[Point annotation records]
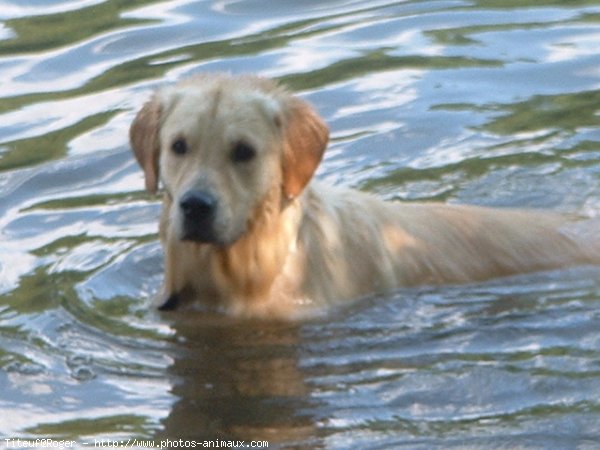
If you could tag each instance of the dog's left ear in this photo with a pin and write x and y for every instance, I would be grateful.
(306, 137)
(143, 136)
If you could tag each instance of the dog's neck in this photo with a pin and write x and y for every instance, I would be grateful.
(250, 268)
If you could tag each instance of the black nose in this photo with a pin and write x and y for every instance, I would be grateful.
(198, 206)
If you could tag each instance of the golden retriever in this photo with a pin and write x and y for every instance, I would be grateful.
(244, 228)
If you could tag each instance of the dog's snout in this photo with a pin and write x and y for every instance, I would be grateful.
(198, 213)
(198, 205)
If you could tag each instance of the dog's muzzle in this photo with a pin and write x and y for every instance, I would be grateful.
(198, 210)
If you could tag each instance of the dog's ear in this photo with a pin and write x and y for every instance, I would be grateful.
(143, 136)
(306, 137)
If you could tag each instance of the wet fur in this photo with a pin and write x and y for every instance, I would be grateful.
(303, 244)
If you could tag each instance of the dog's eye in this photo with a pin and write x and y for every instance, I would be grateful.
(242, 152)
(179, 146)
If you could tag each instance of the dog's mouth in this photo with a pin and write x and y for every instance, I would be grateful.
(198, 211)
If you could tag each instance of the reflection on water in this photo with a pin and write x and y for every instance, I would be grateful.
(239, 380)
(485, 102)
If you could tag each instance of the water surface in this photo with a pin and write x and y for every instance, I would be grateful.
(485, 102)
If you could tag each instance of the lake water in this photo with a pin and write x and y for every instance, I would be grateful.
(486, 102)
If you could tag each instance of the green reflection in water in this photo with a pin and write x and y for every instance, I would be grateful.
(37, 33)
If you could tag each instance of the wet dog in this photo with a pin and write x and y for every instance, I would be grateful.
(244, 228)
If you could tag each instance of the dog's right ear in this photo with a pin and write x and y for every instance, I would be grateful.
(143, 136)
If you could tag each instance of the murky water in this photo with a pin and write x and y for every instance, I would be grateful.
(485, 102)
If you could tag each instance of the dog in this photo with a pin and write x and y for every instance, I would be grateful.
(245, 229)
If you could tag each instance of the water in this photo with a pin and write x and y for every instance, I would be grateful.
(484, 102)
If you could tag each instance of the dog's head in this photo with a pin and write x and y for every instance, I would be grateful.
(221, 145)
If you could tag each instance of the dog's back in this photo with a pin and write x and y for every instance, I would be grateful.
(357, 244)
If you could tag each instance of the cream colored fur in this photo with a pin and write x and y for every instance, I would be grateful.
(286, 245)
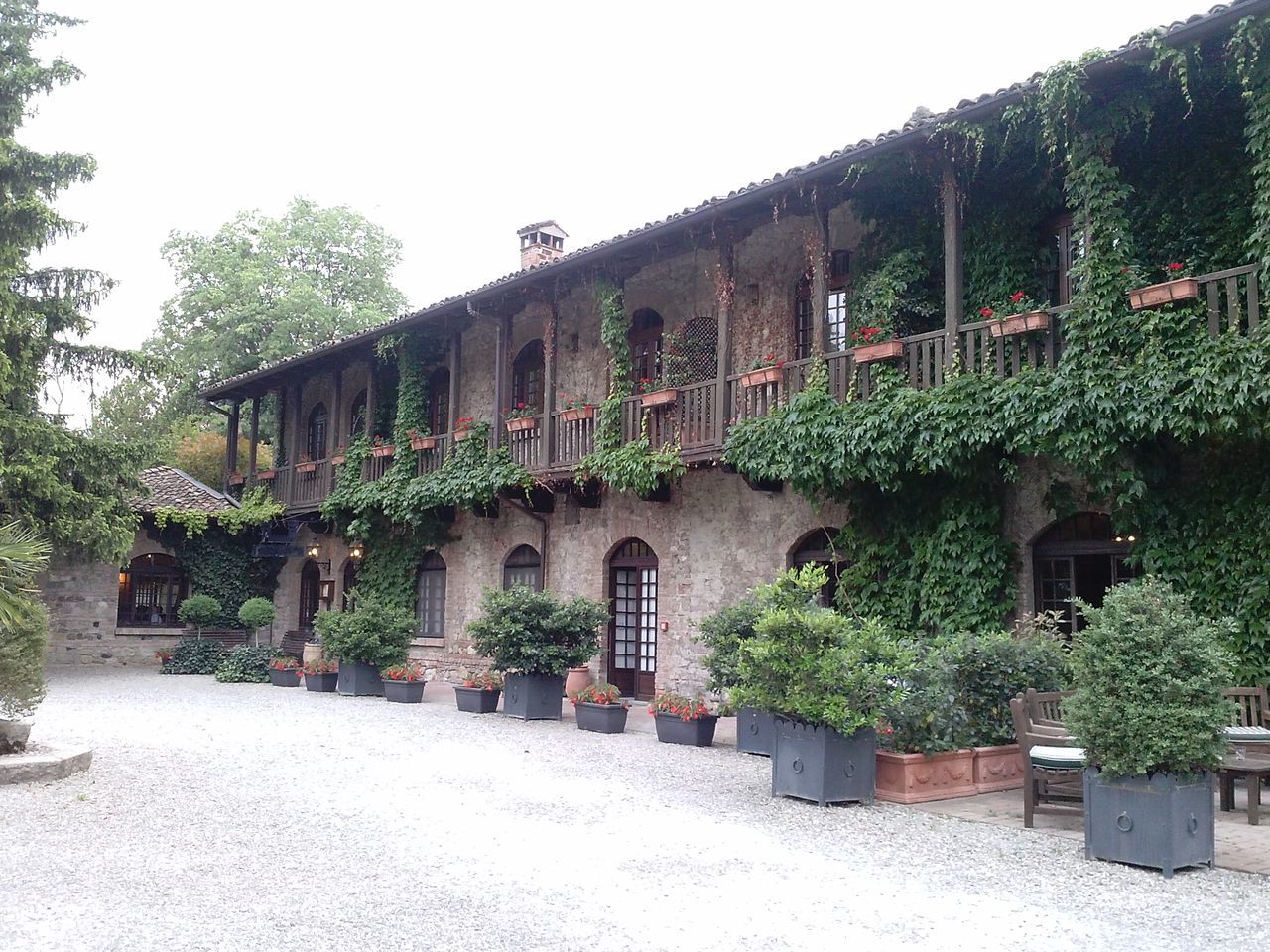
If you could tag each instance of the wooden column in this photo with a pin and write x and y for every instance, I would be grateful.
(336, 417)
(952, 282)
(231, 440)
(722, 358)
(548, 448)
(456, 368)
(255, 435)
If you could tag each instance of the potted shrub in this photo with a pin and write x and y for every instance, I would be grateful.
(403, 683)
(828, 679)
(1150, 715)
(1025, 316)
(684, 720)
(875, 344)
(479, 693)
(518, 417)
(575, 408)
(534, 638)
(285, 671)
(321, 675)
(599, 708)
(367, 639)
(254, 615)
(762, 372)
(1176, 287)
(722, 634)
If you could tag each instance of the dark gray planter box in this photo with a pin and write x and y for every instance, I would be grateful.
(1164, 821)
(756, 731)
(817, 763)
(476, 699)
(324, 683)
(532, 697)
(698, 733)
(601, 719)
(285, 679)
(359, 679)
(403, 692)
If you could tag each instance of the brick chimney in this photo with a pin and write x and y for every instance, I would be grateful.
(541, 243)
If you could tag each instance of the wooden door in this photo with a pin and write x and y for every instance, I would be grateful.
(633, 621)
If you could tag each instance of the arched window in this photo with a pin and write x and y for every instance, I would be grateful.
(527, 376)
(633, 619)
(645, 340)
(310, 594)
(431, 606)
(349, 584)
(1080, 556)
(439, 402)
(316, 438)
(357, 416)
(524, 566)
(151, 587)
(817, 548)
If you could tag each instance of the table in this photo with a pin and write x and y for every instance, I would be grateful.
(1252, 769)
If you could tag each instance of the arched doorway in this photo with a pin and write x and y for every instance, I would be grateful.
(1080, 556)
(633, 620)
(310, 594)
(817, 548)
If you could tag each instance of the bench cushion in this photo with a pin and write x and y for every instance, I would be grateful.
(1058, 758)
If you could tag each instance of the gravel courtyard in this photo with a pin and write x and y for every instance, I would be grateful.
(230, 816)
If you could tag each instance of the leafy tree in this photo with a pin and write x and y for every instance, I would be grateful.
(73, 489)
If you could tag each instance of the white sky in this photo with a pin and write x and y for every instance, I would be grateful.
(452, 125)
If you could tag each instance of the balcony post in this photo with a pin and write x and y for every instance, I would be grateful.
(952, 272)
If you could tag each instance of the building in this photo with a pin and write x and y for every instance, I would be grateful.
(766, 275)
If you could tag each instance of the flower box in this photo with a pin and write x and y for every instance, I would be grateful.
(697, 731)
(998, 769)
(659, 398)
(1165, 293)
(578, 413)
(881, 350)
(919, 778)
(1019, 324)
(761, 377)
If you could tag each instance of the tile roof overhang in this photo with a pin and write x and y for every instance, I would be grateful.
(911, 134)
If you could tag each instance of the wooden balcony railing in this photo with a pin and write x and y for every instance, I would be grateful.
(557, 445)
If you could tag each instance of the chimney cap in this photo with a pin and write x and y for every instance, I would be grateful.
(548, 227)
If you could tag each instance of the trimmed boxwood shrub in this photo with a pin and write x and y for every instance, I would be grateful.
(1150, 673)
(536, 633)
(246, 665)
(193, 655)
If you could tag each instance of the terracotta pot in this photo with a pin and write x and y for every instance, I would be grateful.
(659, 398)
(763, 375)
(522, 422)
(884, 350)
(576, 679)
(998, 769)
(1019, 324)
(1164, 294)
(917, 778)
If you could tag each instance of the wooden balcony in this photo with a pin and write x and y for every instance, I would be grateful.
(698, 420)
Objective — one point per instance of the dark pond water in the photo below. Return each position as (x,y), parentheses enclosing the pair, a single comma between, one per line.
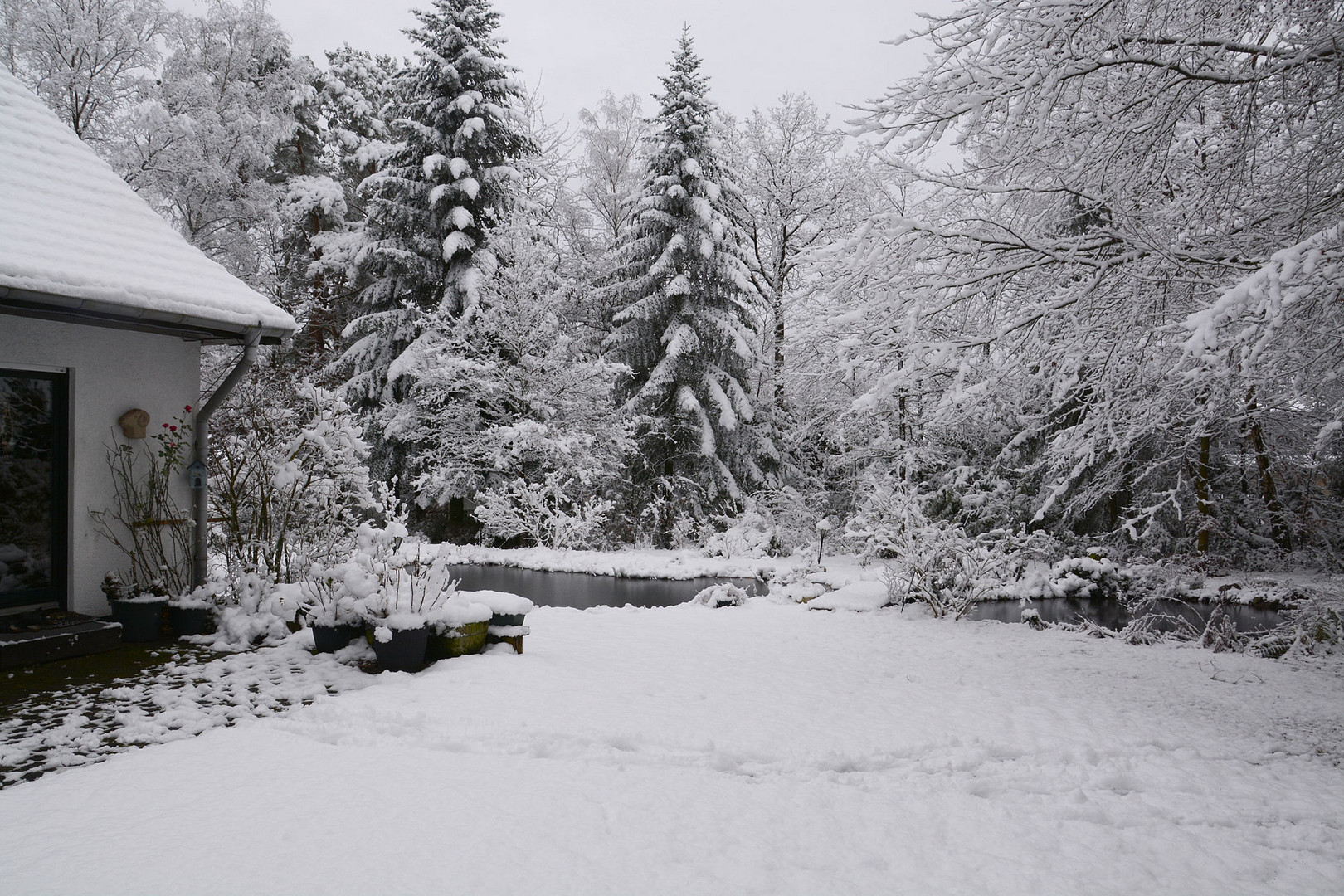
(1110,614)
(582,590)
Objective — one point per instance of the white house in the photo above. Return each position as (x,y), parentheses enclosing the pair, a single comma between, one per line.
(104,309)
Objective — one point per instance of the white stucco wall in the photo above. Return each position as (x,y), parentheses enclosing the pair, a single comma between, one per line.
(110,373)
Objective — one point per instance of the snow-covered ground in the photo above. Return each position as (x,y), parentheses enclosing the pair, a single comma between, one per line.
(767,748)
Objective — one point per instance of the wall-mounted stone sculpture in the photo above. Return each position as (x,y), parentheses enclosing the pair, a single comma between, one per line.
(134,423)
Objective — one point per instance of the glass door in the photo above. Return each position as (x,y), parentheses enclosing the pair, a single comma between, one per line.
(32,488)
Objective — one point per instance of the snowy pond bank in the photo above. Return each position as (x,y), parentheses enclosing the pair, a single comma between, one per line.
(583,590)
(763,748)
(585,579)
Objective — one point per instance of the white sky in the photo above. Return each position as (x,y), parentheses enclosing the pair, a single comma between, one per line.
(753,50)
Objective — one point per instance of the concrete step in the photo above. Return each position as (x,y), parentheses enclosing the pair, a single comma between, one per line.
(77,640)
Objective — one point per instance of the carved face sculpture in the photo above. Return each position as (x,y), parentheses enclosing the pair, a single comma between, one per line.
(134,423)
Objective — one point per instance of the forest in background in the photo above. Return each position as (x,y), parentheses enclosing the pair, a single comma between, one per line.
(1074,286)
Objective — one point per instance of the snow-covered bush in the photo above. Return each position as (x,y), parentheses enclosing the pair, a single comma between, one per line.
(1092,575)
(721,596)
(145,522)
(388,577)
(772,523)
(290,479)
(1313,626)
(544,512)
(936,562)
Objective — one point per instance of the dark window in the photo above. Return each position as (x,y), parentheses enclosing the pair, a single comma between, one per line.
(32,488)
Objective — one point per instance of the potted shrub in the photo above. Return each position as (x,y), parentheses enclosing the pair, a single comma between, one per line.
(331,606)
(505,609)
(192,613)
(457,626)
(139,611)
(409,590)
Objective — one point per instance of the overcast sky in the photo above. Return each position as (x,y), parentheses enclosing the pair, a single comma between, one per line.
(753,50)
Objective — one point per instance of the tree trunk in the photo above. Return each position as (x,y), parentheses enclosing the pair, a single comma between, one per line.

(Goal of the exercise)
Take the lines from the one containing "Objective — one point per instance of the white sky" to the last line of the material above and write them out exactly.

(Final result)
Objective — one point per instance of the white sky in the photo above. Return each position as (x,y), parentheses enclosing the pair, a single comma between, one per line.
(753,50)
Objective — one point per instance of the concrete step in the photo above. Return each position as (x,y), parentheses enclosing the pair, a single comma between, one per line.
(77,640)
Objective — one point per instance of the carved face sculpture in the photo above. Return each position as (x,y), parentheses enclosing the pair, a single comma between, one per line.
(134,423)
Objective — one point per instance of the forest in background in the photo above. Return each position as (x,y), parentheses enclosing the pair, a single comma between, one per line.
(1074,286)
Objective — one point per instance of the snow-covered bush in the photo above. Return each position as (x,y), parentheses enclosing the pair, a single comma between, one per line.
(1092,575)
(721,596)
(145,522)
(388,577)
(772,523)
(290,479)
(1313,626)
(544,512)
(936,562)
Objective — one point per instance of the dark window in the photo above. Return each position as (x,y), parentheses enclosing the pair, a single comma between, one per line.
(32,488)
Objective — one point per instance of the potted shrub in the photo above. Return each position as (x,y), parentheses enclosing the pair, a single comma between, one per line.
(331,606)
(505,609)
(192,613)
(457,626)
(139,611)
(409,590)
Objective — one point per instance of the overcast sky in the photo above. Return each position as (x,y), parentheses enclosing the pair, a single comma between, one per line.
(753,50)
Objective — one point per instance of the tree trunk in the photo above. Return each position as (x,y), parentheses enclosing the pair, a single comma between, one per line.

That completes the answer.